═════ Recorded data ═════

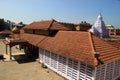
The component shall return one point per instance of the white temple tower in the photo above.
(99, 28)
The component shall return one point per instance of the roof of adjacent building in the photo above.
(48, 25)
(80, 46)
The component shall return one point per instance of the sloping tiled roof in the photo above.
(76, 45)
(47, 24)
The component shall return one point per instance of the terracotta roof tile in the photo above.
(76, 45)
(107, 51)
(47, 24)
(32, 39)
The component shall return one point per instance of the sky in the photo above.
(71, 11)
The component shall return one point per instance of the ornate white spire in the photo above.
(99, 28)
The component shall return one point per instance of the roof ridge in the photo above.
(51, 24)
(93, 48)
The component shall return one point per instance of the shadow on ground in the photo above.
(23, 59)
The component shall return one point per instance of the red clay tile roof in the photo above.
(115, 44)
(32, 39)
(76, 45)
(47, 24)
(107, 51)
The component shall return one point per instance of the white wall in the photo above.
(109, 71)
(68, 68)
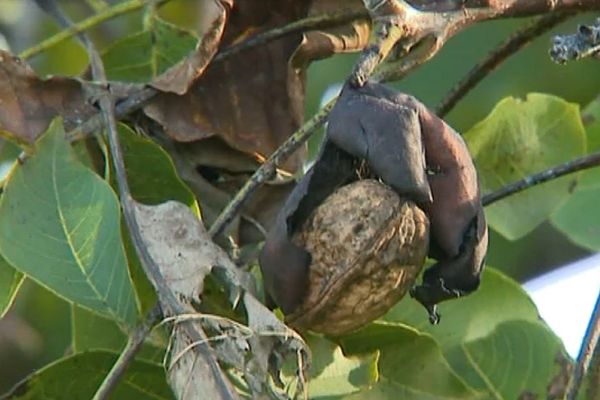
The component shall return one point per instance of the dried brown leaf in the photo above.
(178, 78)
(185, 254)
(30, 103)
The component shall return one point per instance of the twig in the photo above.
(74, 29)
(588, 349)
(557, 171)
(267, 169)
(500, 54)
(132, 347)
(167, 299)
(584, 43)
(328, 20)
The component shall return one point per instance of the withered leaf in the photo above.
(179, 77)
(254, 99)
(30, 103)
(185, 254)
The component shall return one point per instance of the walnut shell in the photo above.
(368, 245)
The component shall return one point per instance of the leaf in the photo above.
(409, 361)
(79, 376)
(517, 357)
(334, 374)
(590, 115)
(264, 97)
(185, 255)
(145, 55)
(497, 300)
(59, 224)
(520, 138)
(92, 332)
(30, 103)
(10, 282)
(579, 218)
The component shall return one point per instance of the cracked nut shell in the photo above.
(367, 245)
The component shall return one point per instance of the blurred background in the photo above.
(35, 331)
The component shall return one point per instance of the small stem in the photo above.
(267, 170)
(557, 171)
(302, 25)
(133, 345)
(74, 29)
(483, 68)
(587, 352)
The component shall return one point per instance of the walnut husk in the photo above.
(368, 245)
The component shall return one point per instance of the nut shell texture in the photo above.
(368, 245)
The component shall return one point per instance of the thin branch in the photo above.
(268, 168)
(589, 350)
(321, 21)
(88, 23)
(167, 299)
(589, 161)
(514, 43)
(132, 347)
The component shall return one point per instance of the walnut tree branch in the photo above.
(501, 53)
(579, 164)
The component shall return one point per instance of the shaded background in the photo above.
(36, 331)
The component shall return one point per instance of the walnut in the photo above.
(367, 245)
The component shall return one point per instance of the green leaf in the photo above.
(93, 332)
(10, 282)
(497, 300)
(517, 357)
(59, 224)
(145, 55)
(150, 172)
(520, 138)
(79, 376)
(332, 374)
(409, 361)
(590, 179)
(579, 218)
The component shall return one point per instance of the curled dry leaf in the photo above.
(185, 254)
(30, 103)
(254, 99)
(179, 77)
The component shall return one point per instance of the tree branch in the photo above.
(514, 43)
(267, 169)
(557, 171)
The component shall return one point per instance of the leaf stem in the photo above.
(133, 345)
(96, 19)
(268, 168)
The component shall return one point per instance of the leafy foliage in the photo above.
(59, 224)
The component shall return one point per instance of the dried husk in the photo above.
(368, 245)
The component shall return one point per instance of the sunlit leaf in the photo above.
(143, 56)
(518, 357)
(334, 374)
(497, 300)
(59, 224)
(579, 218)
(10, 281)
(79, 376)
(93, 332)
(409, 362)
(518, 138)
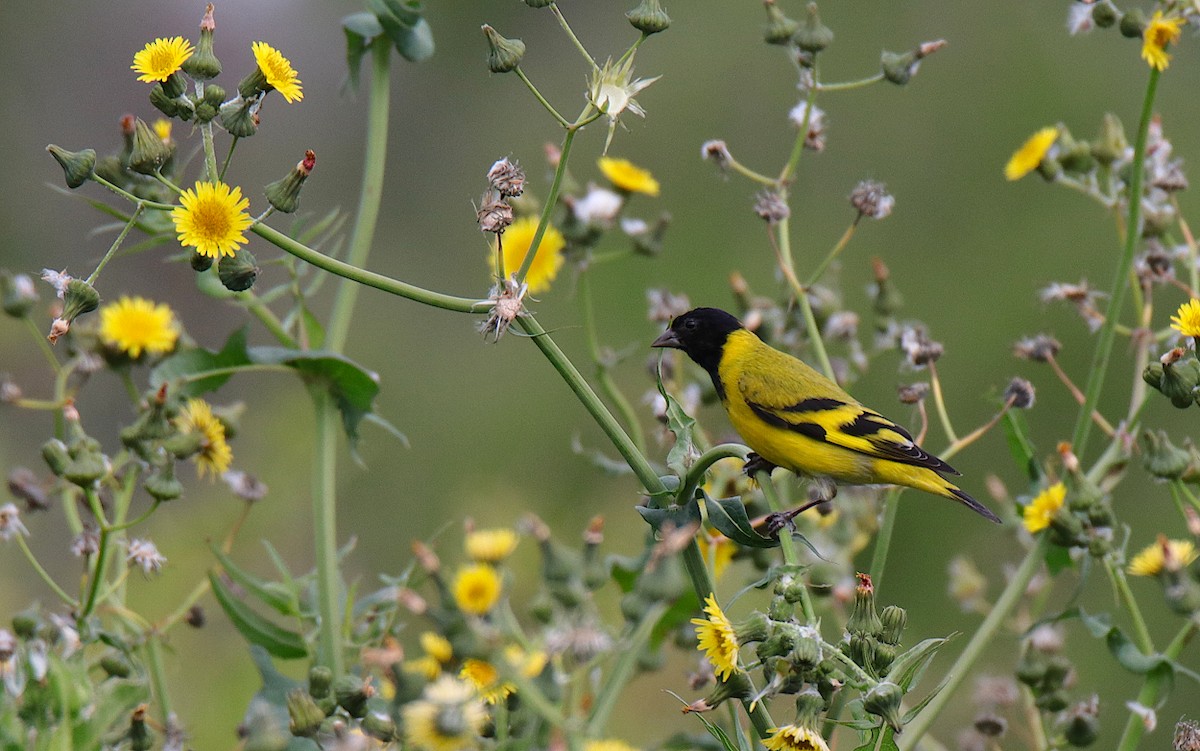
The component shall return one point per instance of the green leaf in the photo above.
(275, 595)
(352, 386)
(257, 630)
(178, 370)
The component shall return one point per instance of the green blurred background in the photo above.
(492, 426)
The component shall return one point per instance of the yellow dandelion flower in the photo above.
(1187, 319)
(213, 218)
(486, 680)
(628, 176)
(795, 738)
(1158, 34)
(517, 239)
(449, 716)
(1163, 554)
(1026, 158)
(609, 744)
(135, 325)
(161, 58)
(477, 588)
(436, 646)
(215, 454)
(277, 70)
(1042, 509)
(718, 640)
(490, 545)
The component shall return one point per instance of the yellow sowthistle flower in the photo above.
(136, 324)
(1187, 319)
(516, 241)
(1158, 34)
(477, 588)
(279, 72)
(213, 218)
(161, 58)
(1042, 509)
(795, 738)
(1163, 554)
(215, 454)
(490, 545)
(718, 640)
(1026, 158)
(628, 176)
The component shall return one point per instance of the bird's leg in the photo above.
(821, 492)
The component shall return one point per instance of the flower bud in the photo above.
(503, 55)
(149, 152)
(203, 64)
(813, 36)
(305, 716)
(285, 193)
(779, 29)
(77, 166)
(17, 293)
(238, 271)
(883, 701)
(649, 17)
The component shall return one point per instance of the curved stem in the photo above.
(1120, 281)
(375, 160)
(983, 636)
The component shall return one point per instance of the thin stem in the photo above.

═════

» **Goal**
Pictures are to be left out; all else in the entries above is to be quoted exactly.

» **Full output**
The component shall return one point per instance of the white temple tower in the photo above.
(99, 28)
The component shall return one point per instance of the roof of adjacent building in the photo above.
(48, 25)
(80, 46)
The component shall return one point per instance of the sloping tiled roof in the photo above.
(76, 45)
(47, 24)
The component shall return one point per instance of the terracotta roof tile in the photo above.
(76, 45)
(107, 51)
(47, 24)
(32, 39)
The component shall return one point per instance of the sky in the photo above.
(71, 11)
The component shall return one point per instance of the ornate white spire in the photo above.
(99, 28)
The component shall return one point per instance of the roof ridge in the photo above.
(51, 24)
(93, 48)
The component shall return one point per instance of the shadow on ground in the photo above.
(23, 59)
The component shall return one point per instance of the red clay tile roof in the photo above.
(115, 44)
(32, 39)
(76, 45)
(47, 24)
(107, 51)
The component shall return one point per instance of the white wall in the photo above.
(109, 71)
(68, 68)
The component shall return one point per instance of the dried brown leaf in the photo above.
(178, 78)
(185, 254)
(30, 103)
The component shall return one point per instance of the twig in the photo above.
(74, 29)
(588, 349)
(557, 171)
(267, 169)
(500, 54)
(132, 347)
(167, 299)
(584, 43)
(328, 20)
The component shall return one point per instance of the withered leaf in the photo above.
(179, 77)
(254, 99)
(30, 103)
(185, 254)
The component shall return one point per instance of the walnut shell in the photo above.
(368, 245)
The component shall return one point per instance of the leaf in the photo above.
(409, 361)
(79, 376)
(517, 357)
(334, 374)
(590, 115)
(264, 97)
(185, 255)
(145, 55)
(497, 300)
(59, 224)
(520, 138)
(92, 332)
(30, 103)
(10, 282)
(579, 218)
The component shall return one point per instance of the cracked nut shell in the photo above.
(367, 245)
The component shall return one point per instance of the blurred background in the photo above.
(35, 331)
The component shall return one point per instance of the small stem in the photo above.
(267, 170)
(557, 171)
(302, 25)
(133, 345)
(74, 29)
(483, 68)
(587, 352)
The component shall return one point per instance of the walnut husk in the photo above.
(368, 245)
The component shall return one point per instance of the nut shell texture in the photo above.
(368, 245)
The component shall return one point per instance of the thin branch in the photo above.
(268, 168)
(589, 350)
(321, 21)
(88, 23)
(167, 299)
(589, 161)
(514, 43)
(132, 347)
The component shall return one point per instance of the walnut tree branch in the photo above.
(501, 53)
(579, 164)
The component shall return one point per instance of the shaded background in the photo above.
(36, 331)
The component shall return one point per instance of the walnut in the photo above.
(367, 245)
The component shall return one point per instance of the green leaf in the photo above.
(93, 332)
(10, 282)
(497, 300)
(517, 357)
(59, 224)
(145, 55)
(150, 172)
(520, 138)
(79, 376)
(332, 374)
(409, 361)
(590, 179)
(579, 218)
The component shall return one point per instance of the curled dry leaf in the photo above.
(185, 254)
(30, 103)
(254, 99)
(179, 77)
The component shall return one point per instance of the tree branch in the photo above.
(514, 43)
(267, 169)
(557, 171)
The component shall return one point per instance of the leaf stem in the photo above.
(133, 345)
(96, 19)
(268, 168)
The component shall return one point per instance of the leafy foliage in the photo above.
(59, 224)
The component shall return one point per instance of the dried husk in the photo above.
(368, 245)
The component shall return one point per instance of the sunlit leaf in the photo above.
(143, 56)
(518, 357)
(334, 374)
(497, 300)
(59, 224)
(579, 218)
(10, 281)
(79, 376)
(93, 332)
(409, 362)
(518, 138)
The component shall return one point per instance of the green leaf in the photo above.
(275, 595)
(352, 386)
(257, 630)
(178, 370)
The component shall return one point per instance of the green blurred background in the photo above.
(492, 426)
The component shall return one point per instance of the yellow dandelion flower in the photo above.
(1187, 319)
(213, 218)
(486, 680)
(628, 176)
(795, 738)
(1158, 34)
(517, 239)
(449, 716)
(1163, 554)
(1026, 158)
(609, 744)
(135, 325)
(161, 58)
(477, 588)
(436, 646)
(215, 454)
(277, 70)
(1042, 509)
(718, 640)
(490, 545)
The component shall return one point per instance of the yellow sowthistle flower in the photo above.
(136, 324)
(1187, 319)
(516, 241)
(1158, 34)
(477, 588)
(279, 72)
(213, 218)
(161, 58)
(1042, 509)
(795, 738)
(1163, 554)
(215, 454)
(490, 545)
(718, 640)
(1026, 158)
(628, 176)
The component shall return one point per instance of the bird's leg in the photo above.
(821, 492)
The component shall return one point per instance of the flower bud in the photo above.
(503, 55)
(149, 152)
(203, 64)
(813, 36)
(305, 716)
(285, 193)
(779, 29)
(77, 166)
(17, 293)
(238, 271)
(883, 701)
(649, 17)
The component shall return one point per instance of the curved stem in the photo above.
(1120, 281)
(375, 160)
(983, 636)
The component shall return one point per instance of the thin stem in the photo above.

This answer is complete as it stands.